_PROBLEM 1_.
Arrange every line of the records that follow the thread on minimal polynomials as a numbered list, omitting blank lines and leaving out the pictures.
○ ○ ○ ○ ○
Finding the minimal polynomial when multiple eigenvalues have higher multiplicity than one

Question

I am learning about minimal polynomials with respect to determining the largest size of a Jordan block for a given eigenvalue. My question is:

when we have two or more eigenvalues with multiplicity of two or more, how can we be sure when we have found the minimal polynomial?

For example, let's say our characteristic polynomial is $(t-2)^3 (t+5)^2$. So we test the simplest polynomials first to see if the given matrix $A$ will yield a zero . . . We try first $(t-2) (t+5)$ and let's say it is not zero. So here's the crux of my question:

what if my next try is $(t-2)^2 (t+5)$ and I get a zero? Wouldn't I also have to try $(t-2) (t+5)^2$? What if both of these give me a zero?

Answer 1

The situation you described in your example can never happen because the minimal polynomial $m(x)$ of a linear transformation $T$ is the unique monic polynomial of lowest degree such that $m(T)$ = 0.

To prove this, we proceed by contradiction:

Assume $p, q$ be two distinct minimal polynomials (meaning they are monic and of equal degree and $p(T) = q(T) = 0$). Then let $r(x) =p(x)-q(x)$ which has degree strictly less than $p, q$ (because $p, q$ are monic). Then $r(T) = p(T) - q(T) = 0$, which is a contradiction, because the degree of $r$ is less than the degree of $p$ and $q$, so $r$ should be the minimal polynomial.

In your example, you can determine from the characteristic polynomial that the transformation has exactly two distinct eigenvalues, $2$ and $-5$, making the maximum size of the Jordan blocks corresponding to these eigenvalues at least 1, meaning both $(T-2)$ and $(T+5)$ must be factors of the minimal polynomial. If $(T-2)(T+5) \neq 0$, and $(T-2)^2(T+5) = 0$, then this must be the minimal polynomial because of uniqueness; you do not have to try the other option. It cannot be the case that $(T-2)(T+5) \neq 0$, $(T-2)^2(T+5) = 0$ and $(T-2)(T+5)^2 = 0$, as it would contradict uniqueness of the minimal polynomial.

Answer 2

What if my next try is (t-2)^2 (t+5) and I get a zero? Wouldn't I also have to try (t-2) (t+5)^2? What if both of these give me a zero?
○ ○ ○ ○ ○
_PROBLEM 2_.
Pick up the thread on minimal polynomials above and continue it from its final sentence.

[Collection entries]
○ ○ ○ ○ ○
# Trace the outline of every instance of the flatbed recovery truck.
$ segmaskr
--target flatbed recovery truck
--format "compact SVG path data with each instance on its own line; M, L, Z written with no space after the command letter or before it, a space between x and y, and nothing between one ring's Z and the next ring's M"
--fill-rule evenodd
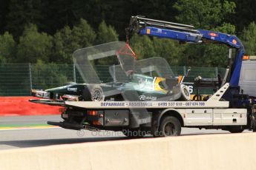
○ ○ ○ ○ ○
_WRITTEN ANSWER 1_.
1. # Trace the outline of every instance of the flatbed recovery truck.
2. $ segmaskr
3. --target flatbed recovery truck
4. --format "compact SVG path data with each instance on its own line; M, L, Z written with no space after the command letter or before it, a space between x and y, and nothing between one ring's Z and the next ring's M"
5. --fill-rule evenodd

_WRITTEN ANSWER 2_.
For the first question, the answer is no. In fact, the set $\{P\in\Bbb K[x]:P(A)=0\}$ (where $A$ is the matrix and $\Bbb K$ a field containing its coefficients, like $\Bbb R$ or $\Bbb C$) contains all the multiples of a single polynomial, called the minimal polynomial $\mu_A$ of $A$. If you know that $(t-2)(t+5)$ doesn't vanish at $A$ whereas $(t-2)^2(t+5)$ does, you see that $\mu_A$ (whose roots are 2 and 5, the same as for the characteristic polynomial) is necessarily $(t-2)^2(t+5)$. So, using what I said before, we see that every polynomial vanishing at $A$ is a multiple of $\mu_A=(t-2)^2(t+5)$. Since $(t-2)(t+5)^2$ is not a multiple of it, it can't vanish at $A$ (otherwise, their gcd $(t-2)(t+5)$ would also vanish at $A$ and would be $\mu_A$).

When we have two or more eigenvalues with multiplicity of two or more, how can we be sure when we have found the minimal polynomial?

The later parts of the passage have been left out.